Wilmersdorferin rettete Jüdin vor den Nazis: "Tante Lisa kannte keine Angst"

Als handle es sich um die Einladung zu einem Tee, so nahm Lisa Holländer die Jüdin Inge Deutschkron und deren Mutter in ihrer Wohnung auf und versteckte sie vor den Nazis. Bis zu einer verheerenden Januarnacht 1944.

Berlin, das war Inge Deutschkrons Heimat bis 1946. Und ist es Jahrzehnte später wieder geworden. Doch wäre der Schriftstellerin und Autorin im Dritten Reich nicht eine Wilmersdorferin begegnet, sie würde heute wohl kaum einige Straßen entfernt von dem Haus leben, in dem sie gemeinsam mit ihrer Mutter versteckt wurde. Vielleicht würde sie überhaupt nicht mehr leben. Denn als Jüdin wurde sie, wie tausende andere Menschen, von den Nationalsozialisten verfolgt.
§
◆ Aufgabe 1:
Nenne das Jahr, bis zu dem Berlin laut dem Text über Lisa Holländer Inge Deutschkrons Heimat war.

[Einträge aus einer Sammlung]
§
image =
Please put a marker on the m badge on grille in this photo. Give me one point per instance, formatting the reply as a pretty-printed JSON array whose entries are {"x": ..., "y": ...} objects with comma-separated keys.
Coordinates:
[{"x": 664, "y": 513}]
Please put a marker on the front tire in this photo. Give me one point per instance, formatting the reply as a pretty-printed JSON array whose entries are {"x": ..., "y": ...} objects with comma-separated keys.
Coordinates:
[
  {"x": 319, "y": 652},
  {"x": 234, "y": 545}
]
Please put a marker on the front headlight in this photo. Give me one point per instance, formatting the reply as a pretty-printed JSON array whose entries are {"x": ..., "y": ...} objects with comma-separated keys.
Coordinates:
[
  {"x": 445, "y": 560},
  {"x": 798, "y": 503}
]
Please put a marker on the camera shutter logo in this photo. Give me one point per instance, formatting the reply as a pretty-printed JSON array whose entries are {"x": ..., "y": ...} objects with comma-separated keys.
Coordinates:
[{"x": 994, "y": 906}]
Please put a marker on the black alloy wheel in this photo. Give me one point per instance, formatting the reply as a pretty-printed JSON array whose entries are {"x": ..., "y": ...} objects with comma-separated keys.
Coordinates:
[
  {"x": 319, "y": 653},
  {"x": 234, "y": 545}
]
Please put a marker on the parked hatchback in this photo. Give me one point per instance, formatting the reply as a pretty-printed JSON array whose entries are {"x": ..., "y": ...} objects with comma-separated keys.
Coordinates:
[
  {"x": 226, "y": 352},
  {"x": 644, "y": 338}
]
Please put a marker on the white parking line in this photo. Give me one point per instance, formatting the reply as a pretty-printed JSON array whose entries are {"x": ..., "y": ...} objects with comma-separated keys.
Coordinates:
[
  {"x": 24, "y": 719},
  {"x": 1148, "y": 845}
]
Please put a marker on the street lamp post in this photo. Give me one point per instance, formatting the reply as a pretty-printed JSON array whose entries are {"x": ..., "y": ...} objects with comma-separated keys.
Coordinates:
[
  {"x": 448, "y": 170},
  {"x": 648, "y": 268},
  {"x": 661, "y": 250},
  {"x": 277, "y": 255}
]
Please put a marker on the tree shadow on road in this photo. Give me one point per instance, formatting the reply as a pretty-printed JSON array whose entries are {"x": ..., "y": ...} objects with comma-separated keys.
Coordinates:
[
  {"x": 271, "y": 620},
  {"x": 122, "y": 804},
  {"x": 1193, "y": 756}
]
§
◆ Aufgabe 2:
Gib den Abschnitt der Auflistung von der Zeile mit „Please put a marker on the tree“ bis zum Ende der Auflistung als Markdown-Tabelle mit den Spalten „Nummer“ und „Zeile“ wieder. Beide Enden gehören dazu, und Leerzeilen lässt du weg.

◆ Ergebnis 1:
Bis 1946.

◆ Ergebnis 2:
| Nummer | Zeile |
|---|---|
| 1 | Please put a marker on the tree shadow on road in this photo. Give me one point per instance, formatting the reply as a pretty-printed JSON array whose entries are {"x": ..., "y": ...} objects with comma-separated keys. |
| 2 | Coordinates: |
| 3 | [ |
| 4 |   {"x": 271, "y": 620}, |
| 5 |   {"x": 122, "y": 804}, |
| 6 |   {"x": 1193, "y": 756} |
| 7 | ] |